ACTION ITEM:
Output exactly the lines that run from the start of the records to the line with "of framed panels.", counting both ends, and skip the pictures.

****

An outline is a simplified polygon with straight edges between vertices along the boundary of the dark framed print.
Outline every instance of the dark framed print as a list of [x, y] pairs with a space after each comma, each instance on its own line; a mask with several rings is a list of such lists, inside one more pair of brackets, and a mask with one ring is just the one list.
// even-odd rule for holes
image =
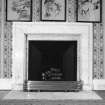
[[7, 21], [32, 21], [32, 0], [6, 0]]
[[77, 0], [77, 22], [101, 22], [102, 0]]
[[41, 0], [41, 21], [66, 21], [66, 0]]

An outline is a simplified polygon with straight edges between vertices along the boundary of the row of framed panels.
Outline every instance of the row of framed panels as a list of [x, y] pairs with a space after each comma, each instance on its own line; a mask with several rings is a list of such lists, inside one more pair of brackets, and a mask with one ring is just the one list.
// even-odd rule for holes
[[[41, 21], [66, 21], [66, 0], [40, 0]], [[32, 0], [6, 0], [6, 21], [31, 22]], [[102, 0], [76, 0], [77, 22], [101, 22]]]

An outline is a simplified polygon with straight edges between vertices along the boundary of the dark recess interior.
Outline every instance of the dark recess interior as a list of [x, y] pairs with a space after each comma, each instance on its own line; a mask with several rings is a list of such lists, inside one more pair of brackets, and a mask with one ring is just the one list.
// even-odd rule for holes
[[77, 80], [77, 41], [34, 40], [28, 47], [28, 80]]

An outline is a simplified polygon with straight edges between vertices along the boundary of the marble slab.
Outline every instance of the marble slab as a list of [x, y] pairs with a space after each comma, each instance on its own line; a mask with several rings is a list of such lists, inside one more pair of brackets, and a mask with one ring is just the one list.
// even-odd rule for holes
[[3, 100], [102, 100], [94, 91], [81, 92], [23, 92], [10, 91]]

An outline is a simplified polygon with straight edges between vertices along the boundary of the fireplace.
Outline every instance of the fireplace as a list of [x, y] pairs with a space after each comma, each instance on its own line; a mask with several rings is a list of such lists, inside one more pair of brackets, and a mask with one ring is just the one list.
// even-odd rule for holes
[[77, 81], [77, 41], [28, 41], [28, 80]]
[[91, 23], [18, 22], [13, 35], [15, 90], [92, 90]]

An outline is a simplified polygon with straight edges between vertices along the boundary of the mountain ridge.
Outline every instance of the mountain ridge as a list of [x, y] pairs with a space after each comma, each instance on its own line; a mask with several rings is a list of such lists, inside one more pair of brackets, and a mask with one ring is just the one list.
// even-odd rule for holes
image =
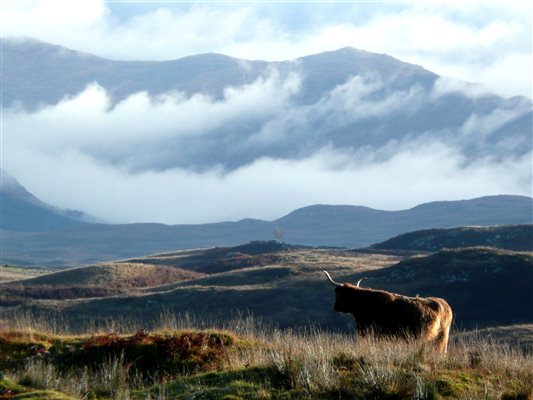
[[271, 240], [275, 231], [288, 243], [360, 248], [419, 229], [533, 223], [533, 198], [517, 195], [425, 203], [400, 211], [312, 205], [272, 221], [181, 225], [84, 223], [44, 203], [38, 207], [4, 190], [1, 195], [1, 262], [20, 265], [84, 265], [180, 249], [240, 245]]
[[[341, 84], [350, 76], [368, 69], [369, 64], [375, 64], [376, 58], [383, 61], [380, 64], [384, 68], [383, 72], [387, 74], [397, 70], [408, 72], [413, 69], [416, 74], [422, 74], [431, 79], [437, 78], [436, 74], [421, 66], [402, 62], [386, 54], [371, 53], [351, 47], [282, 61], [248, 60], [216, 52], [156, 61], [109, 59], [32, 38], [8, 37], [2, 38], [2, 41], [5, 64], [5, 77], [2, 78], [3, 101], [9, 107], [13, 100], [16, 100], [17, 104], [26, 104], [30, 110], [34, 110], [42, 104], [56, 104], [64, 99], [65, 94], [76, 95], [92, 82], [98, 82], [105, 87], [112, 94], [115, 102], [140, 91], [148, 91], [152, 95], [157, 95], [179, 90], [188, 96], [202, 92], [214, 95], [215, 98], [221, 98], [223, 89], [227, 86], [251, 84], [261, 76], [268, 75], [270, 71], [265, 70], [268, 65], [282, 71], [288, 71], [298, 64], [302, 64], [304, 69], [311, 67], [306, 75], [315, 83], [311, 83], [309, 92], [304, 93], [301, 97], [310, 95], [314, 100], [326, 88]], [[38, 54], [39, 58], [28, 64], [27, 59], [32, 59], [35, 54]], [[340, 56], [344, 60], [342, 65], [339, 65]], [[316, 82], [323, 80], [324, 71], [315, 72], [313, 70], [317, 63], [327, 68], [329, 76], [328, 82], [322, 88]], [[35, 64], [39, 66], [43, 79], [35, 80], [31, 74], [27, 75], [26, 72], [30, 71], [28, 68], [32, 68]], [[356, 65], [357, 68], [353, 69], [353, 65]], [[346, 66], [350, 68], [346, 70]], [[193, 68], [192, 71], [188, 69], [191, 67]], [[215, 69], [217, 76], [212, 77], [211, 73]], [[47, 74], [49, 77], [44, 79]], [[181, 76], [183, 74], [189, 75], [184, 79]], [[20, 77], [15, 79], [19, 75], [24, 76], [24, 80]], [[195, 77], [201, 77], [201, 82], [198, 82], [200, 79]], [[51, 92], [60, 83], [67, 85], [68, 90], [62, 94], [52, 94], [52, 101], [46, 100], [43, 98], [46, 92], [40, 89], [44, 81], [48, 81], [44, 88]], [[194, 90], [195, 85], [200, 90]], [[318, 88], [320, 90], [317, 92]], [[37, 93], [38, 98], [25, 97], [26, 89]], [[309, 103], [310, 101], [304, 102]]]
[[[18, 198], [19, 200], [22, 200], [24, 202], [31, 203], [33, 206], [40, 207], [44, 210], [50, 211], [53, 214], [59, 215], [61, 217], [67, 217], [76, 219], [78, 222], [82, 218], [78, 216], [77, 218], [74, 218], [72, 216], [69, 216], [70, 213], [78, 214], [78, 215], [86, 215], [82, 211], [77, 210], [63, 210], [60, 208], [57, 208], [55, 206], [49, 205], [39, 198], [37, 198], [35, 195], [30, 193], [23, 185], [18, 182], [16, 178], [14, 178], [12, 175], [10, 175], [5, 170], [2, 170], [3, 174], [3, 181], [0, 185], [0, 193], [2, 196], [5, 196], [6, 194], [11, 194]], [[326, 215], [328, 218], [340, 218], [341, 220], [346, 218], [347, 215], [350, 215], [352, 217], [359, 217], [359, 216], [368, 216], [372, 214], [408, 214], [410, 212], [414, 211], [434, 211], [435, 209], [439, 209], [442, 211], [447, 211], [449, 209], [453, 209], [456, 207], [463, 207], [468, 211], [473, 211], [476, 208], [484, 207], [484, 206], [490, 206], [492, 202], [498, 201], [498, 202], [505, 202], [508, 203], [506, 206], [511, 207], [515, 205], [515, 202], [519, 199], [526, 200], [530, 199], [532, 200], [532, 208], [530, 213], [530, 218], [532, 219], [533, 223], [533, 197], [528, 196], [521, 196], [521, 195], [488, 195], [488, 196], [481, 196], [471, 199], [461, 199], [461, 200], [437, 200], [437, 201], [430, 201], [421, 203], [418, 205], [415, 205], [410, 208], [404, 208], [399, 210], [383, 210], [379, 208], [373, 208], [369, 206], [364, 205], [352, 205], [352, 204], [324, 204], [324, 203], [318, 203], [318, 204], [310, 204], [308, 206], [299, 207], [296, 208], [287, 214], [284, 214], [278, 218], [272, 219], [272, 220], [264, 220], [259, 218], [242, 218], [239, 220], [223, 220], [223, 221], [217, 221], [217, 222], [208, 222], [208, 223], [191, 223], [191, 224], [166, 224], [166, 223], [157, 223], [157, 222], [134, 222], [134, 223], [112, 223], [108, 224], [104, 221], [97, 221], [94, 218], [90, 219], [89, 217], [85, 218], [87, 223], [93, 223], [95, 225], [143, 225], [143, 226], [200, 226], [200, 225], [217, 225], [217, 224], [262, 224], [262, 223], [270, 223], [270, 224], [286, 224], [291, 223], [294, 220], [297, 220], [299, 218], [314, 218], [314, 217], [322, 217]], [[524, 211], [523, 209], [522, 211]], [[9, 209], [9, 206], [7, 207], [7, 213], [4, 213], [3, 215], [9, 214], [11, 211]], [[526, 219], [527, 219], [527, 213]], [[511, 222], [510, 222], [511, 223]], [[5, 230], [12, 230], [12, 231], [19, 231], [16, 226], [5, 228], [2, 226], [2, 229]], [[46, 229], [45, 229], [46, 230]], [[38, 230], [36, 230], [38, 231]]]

****

RESPONSE AREA:
An outline is a simplified polygon with straight edges between vertices along the boundary of the dark framed print.
Outline every instance of the dark framed print as a list of [x, y] pairs with a space after each comma, each instance on its own line; a mask with several rings is a list of such lists, inside one more pair of brackets, and a mask with one ring is just the one list.
// even-odd rule for holes
image =
[[7, 21], [32, 21], [32, 0], [6, 0]]
[[77, 0], [77, 22], [101, 22], [102, 0]]
[[41, 0], [41, 21], [66, 21], [66, 0]]

An outline is a simplified polygon with straight edges between vertices along the boundary of the row of framed panels.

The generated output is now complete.